▶ _CHALLENGE_
Please turn the lines below into a numbered list, omitting any blank lines.

:: DATA LINES ::

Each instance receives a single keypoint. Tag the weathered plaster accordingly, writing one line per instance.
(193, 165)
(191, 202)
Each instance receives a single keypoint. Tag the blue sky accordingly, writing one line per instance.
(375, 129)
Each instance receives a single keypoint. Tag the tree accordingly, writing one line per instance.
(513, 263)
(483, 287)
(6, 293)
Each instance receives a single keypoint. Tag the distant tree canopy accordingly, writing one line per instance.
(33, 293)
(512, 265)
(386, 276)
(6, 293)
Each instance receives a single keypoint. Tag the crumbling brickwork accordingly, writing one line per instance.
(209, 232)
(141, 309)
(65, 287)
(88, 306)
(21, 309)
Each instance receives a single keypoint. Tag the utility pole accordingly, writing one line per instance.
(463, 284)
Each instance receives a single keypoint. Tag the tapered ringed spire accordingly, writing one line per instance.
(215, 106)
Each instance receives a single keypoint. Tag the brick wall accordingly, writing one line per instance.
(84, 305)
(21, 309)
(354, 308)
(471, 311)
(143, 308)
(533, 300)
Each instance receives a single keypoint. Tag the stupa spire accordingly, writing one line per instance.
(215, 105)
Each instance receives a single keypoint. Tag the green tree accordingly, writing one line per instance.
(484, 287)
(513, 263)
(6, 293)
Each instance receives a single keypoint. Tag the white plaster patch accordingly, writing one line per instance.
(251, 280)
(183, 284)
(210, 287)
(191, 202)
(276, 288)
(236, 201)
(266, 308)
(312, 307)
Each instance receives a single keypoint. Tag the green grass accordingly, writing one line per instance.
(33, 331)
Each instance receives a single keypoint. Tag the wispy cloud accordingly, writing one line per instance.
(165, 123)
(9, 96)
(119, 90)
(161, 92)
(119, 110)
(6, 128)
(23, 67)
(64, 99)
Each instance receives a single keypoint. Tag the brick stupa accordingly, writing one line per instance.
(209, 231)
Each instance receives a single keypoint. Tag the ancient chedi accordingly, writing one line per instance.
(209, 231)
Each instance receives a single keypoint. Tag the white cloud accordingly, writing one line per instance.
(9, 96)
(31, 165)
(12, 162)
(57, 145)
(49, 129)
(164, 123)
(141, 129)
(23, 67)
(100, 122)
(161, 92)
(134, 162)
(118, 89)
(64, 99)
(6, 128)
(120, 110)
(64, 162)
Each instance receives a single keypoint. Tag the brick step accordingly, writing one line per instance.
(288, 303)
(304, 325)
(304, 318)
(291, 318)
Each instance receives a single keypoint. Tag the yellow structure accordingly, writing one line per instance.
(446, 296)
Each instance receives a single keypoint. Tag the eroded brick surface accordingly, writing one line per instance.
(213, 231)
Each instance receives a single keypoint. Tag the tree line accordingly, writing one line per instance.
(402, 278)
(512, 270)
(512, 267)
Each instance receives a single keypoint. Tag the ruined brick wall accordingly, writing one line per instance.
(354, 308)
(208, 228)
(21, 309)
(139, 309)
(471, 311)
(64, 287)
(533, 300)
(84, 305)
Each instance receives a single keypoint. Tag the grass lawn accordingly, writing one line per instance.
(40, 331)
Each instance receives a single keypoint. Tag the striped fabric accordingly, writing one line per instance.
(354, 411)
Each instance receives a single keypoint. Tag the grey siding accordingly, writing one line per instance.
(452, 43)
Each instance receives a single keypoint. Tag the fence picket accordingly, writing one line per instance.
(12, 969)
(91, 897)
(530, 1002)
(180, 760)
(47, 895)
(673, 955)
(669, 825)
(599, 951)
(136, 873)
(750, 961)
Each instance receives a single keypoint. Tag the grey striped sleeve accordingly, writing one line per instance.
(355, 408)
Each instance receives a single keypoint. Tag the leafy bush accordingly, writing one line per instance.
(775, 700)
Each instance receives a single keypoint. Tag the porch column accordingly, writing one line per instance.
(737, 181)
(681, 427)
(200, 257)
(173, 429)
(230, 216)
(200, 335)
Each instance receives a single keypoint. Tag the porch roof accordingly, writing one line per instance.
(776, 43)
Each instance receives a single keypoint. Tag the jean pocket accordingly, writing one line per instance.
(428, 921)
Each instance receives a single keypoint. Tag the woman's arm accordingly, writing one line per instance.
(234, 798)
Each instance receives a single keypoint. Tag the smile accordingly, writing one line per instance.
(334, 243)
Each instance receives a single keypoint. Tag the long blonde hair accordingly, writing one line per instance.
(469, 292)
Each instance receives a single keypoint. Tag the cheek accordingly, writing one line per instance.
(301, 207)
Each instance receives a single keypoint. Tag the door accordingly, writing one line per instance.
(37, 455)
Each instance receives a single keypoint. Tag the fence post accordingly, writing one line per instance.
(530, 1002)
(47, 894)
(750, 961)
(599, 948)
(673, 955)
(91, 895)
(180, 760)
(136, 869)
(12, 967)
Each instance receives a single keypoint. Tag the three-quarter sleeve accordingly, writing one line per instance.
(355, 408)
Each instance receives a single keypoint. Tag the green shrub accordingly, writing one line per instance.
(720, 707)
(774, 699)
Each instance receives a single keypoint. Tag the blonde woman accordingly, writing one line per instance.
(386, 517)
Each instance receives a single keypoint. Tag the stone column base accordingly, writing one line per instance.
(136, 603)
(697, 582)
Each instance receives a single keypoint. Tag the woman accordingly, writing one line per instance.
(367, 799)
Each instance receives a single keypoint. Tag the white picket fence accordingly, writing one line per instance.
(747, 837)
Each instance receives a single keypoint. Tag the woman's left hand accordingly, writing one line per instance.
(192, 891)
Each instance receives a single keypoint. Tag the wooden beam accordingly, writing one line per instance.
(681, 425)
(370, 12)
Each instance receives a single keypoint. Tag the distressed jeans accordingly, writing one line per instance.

:::

▶ _RESPONSE FOR THIS EXERCISE_
1. Each instance receives a single keypoint. Tag the weathered plaster accordingly, writing one line per instance.
2. (193, 165)
3. (191, 202)
4. Each instance receives a single keypoint. Tag the blue sky accordingly, writing one line per instance.
5. (375, 129)
6. Each instance receives a single keypoint. Tag the tree accordingly, writing one line per instance.
7. (513, 263)
8. (483, 287)
9. (6, 293)
10. Each instance receives a single keypoint. Tag the distant tree canopy accordingly, writing one line per instance.
11. (33, 293)
12. (512, 265)
13. (386, 276)
14. (6, 293)
15. Each instance receives a single keypoint. Tag the crumbling brickwork accordingly, writing one line per instance.
16. (209, 232)
17. (141, 309)
18. (65, 287)
19. (88, 306)
20. (21, 309)
21. Each instance receives a single keypoint. Tag the utility pole accordingly, writing one line per instance.
22. (463, 284)
23. Each instance receives a single keypoint. Tag the tapered ringed spire accordingly, writing one line per instance.
24. (215, 106)
25. Each instance receives a single keypoint. Tag the brick wall accordingly, writing one line per instance.
26. (84, 305)
27. (21, 309)
28. (354, 308)
29. (471, 311)
30. (143, 308)
31. (533, 300)
32. Each instance receives a single keypoint. Tag the stupa spire accordingly, writing one line per instance.
33. (215, 105)
34. Each instance receives a single keypoint. Tag the green tree accordingly, writing one line per instance.
35. (484, 287)
36. (513, 263)
37. (6, 293)
38. Each instance receives a single keypoint. Tag the white plaster patch accordingly, writing one line per instance.
39. (251, 280)
40. (183, 284)
41. (210, 287)
42. (191, 202)
43. (276, 288)
44. (236, 201)
45. (266, 308)
46. (312, 307)
47. Each instance receives a single keypoint. Tag the green grass accordingly, writing one line per instance.
48. (33, 331)
49. Each instance receives a single keypoint. Tag the wispy cloud accordingly, writing one line per instance.
50. (165, 123)
51. (9, 96)
52. (119, 90)
53. (161, 92)
54. (119, 110)
55. (6, 128)
56. (23, 67)
57. (64, 99)
58. Each instance receives a single keypoint. Tag the brick stupa accordingly, writing one line per instance.
59. (209, 231)
60. Each instance receives a single keypoint. Tag the ancient chedi accordingly, writing one line per instance.
61. (209, 231)
62. Each instance receives a single keypoint. Tag the white cloud accordingly, writing one line per instance.
63. (9, 96)
64. (31, 165)
65. (12, 162)
66. (57, 145)
67. (49, 129)
68. (164, 123)
69. (141, 129)
70. (23, 67)
71. (100, 122)
72. (161, 92)
73. (134, 162)
74. (118, 89)
75. (64, 99)
76. (6, 128)
77. (120, 110)
78. (64, 162)
79. Each instance receives a single keypoint. Tag the brick step accordingly, writing one line per instance.
80. (288, 303)
81. (304, 325)
82. (304, 318)
83. (291, 318)
84. Each instance receives a single keypoint. Tag the yellow structure accordingly, writing one line per instance.
85. (446, 296)
86. Each instance receives a single keypoint. Tag the eroded brick surface accordingly, writing one line per instance.
87. (213, 231)
88. Each instance receives a single keypoint. Tag the tree line accordingly, writing one line per instance.
89. (402, 278)
90. (512, 270)
91. (512, 267)
92. Each instance receives a single keypoint. Tag the ruined brick wall accordingly, writing one line per instance.
93. (354, 308)
94. (208, 228)
95. (21, 309)
96. (139, 309)
97. (471, 311)
98. (64, 287)
99. (533, 300)
100. (84, 305)
101. Each instance receives a single keypoint. Tag the grass lawn accordingly, writing one line per instance.
102. (40, 331)
103. Each instance receives a single keypoint. Tag the striped fabric accordingly, writing one line per instance.
104. (354, 411)
105. Each instance receives a single keypoint. Tag the grey siding accordingly, writing one line per instance.
106. (452, 43)
107. Each instance receives a single keypoint. Tag the fence picket accordingly, writing one line per instance.
108. (12, 969)
109. (91, 897)
110. (530, 1002)
111. (180, 760)
112. (47, 895)
113. (673, 955)
114. (669, 825)
115. (599, 951)
116. (136, 873)
117. (750, 961)
118. Each instance receives a single keypoint. Tag the grey striped sleeve accordingly, writing one line per instance.
119. (355, 408)
120. Each instance receives a single keypoint. Tag the leafy bush accordingly, writing one line per instance.
121. (775, 700)
122. Each instance receives a single keypoint. Tag the porch column accordingly, writing one line per instance.
123. (737, 181)
124. (681, 427)
125. (200, 257)
126. (173, 429)
127. (230, 216)
128. (200, 335)
129. Each instance receives a single keypoint. Tag the porch roof accordingly, writing one line per instance.
130. (776, 43)
131. Each instance receives a single keypoint. Tag the jean pocket accordingly, writing one line per instance.
132. (428, 921)
133. Each instance receives a single keypoint. Tag the woman's arm accordingly, writing one line per instance.
134. (234, 798)
135. Each instance receives a single keypoint. Tag the smile accordingly, writing one line per instance.
136. (334, 243)
137. Each instance receives a single keypoint. Tag the long blonde hair accordingly, writing one line per instance.
138. (469, 292)
139. Each instance receives a single keypoint. Tag the cheek accordingly, writing one line per instance.
140. (301, 207)
141. Each instance receives a single keypoint. Tag the door accordingly, writing one line per instance.
142. (37, 455)
143. Each instance receives a single keypoint. Tag the fence post accordingly, writing one line per instance.
144. (530, 1002)
145. (47, 894)
146. (750, 961)
147. (599, 948)
148. (673, 955)
149. (91, 895)
150. (180, 760)
151. (136, 869)
152. (12, 967)
153. Each instance receives a single keypoint. Tag the three-quarter sleeve accordingly, writing one line per instance.
154. (355, 408)
155. Each instance receives a single keypoint. Tag the green shrub accordingly, writing one line per instance.
156. (720, 707)
157. (774, 699)
158. Each instance receives a single keypoint. Tag the blonde woman accordingly, writing one line per instance.
159. (386, 517)
160. Each instance receives a single keypoint. Tag the stone column base accordingly, writing one line per instance.
161. (136, 603)
162. (697, 582)
163. Each instance receives a single keypoint. Tag the woman accordingly, writing one line per instance.
164. (367, 799)
165. Each instance receives a single keypoint. Tag the white picket fence accordingly, writing one line per instance.
166. (747, 837)
167. Each instance receives a single keypoint. Tag the woman's left hand accordingly, writing one line per instance.
168. (192, 891)
169. Each instance receives a single keypoint. Tag the wooden beam accordingly, writing one line per instance.
170. (681, 425)
171. (370, 12)
172. Each instance receives a single keypoint. Tag the distressed jeans accordingly, writing one line per instance.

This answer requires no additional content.